* Text segment *
>> Start
[slurm-dev] Re: slurm + openmpi + suspend problem

[email protected] Tue, 18 Jul 2017 10:07:16 -0700

Okay, I tracked it down and have a fix pending for OMPI master: 
https://github.com/open-mpi/ompi/pull/3930 
<https://github.com/open-mpi/ompi/pull/3930>


Once that cycles thru, I’ll create a PR for the 3.0 release. I’m not sure about 
taking it back to v2.x - I’ll have to check with those release managers.

> On Jul 18, 2017, at 7:33 AM, [email protected] wrote:
> 
> Just looking at it today...
> 
>> On Jul 18, 2017, at 7:25 AM, Eugene Dedits <[email protected] 
>> <mailto:[email protected]>> wrote:
>> 
>> Hi Ralph, 
>> 
>> 
>> did you have a chance to take a look at this problem? 
>> 
>> Thanks!
>> Eugene.
>> End
Records of labeled points
>> Start
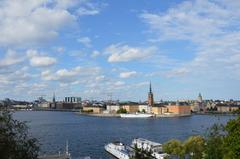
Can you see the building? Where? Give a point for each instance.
(150, 96)
(159, 110)
(180, 108)
(72, 100)
(93, 109)
(226, 108)
(113, 108)
(198, 104)
(144, 108)
(131, 108)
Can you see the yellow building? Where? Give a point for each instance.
(131, 108)
(159, 110)
(227, 108)
(180, 109)
(91, 109)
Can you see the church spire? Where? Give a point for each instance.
(54, 100)
(150, 88)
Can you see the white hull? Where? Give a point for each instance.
(137, 115)
(119, 151)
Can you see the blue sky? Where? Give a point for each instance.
(98, 49)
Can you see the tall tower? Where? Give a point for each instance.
(150, 96)
(200, 98)
(54, 100)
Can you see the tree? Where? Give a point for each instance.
(174, 147)
(194, 147)
(15, 142)
(214, 142)
(232, 139)
(122, 111)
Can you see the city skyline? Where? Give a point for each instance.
(98, 49)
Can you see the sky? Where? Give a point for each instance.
(106, 49)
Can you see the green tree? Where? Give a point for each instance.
(194, 147)
(14, 140)
(174, 147)
(214, 142)
(232, 139)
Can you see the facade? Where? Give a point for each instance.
(113, 108)
(158, 110)
(131, 108)
(144, 108)
(150, 96)
(72, 100)
(227, 108)
(179, 108)
(91, 109)
(44, 105)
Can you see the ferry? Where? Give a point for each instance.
(136, 115)
(117, 149)
(147, 145)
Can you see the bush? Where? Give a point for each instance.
(15, 142)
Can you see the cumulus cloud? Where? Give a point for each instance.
(70, 75)
(95, 54)
(38, 60)
(208, 27)
(86, 41)
(127, 74)
(11, 58)
(25, 23)
(125, 53)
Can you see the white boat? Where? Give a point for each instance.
(117, 149)
(136, 115)
(154, 147)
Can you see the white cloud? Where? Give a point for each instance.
(86, 41)
(38, 60)
(11, 58)
(24, 23)
(95, 54)
(125, 53)
(127, 74)
(90, 9)
(208, 27)
(71, 75)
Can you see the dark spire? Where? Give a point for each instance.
(54, 100)
(150, 88)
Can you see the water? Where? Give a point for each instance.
(88, 135)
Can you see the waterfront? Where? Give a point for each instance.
(87, 135)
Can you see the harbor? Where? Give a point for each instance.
(87, 135)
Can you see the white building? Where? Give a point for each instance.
(113, 108)
(145, 108)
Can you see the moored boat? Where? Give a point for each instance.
(117, 149)
(154, 147)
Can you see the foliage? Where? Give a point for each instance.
(14, 140)
(220, 142)
(174, 147)
(122, 111)
(232, 139)
(214, 142)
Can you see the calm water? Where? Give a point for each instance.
(88, 135)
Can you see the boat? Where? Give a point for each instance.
(136, 115)
(118, 150)
(147, 145)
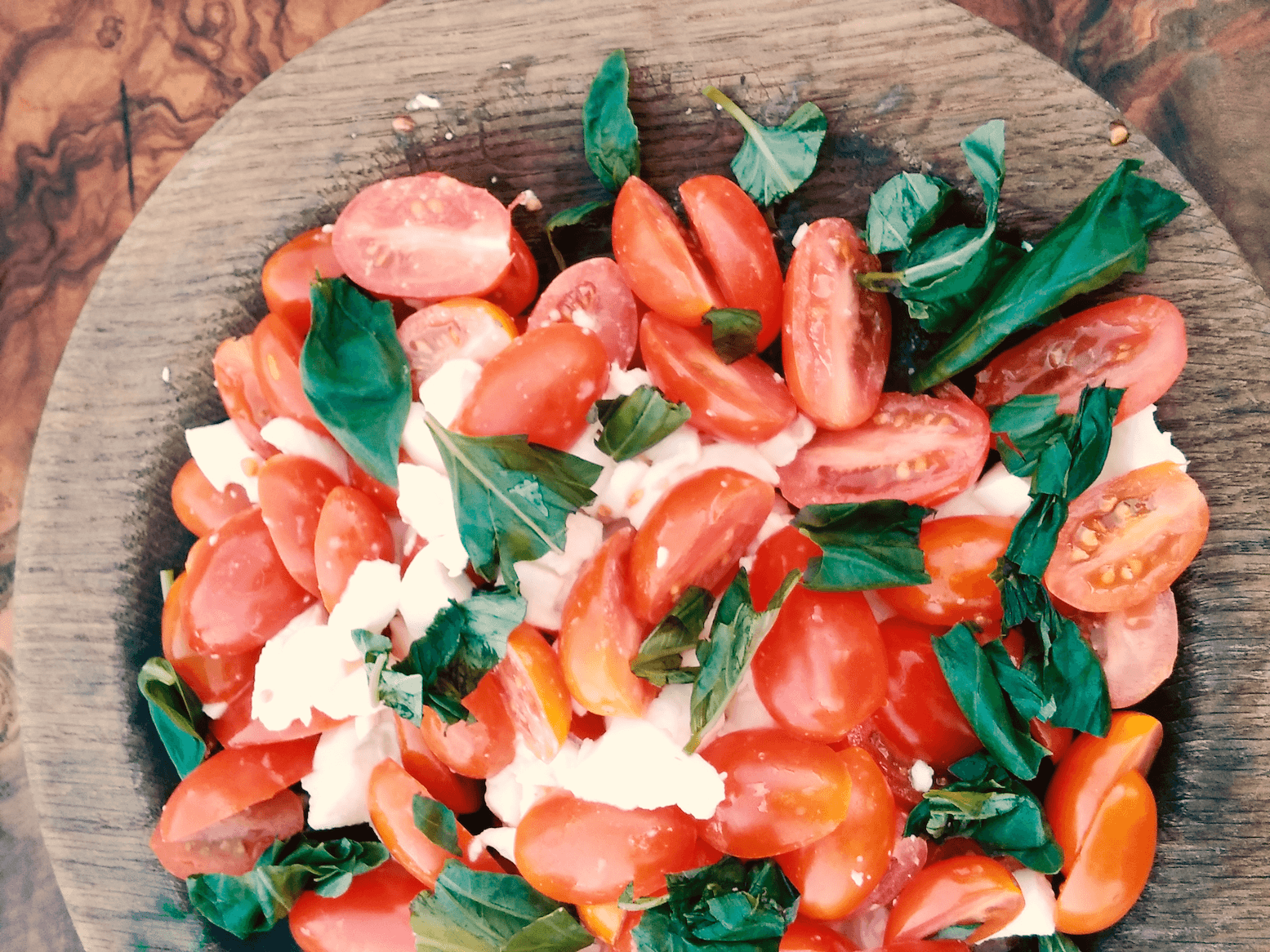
>> End
List every time of day that the Slurm and Open MPI suspend thread above gives for a message.

* Correct answer *
10:07:16 -0700
7:33 AM
7:25 AM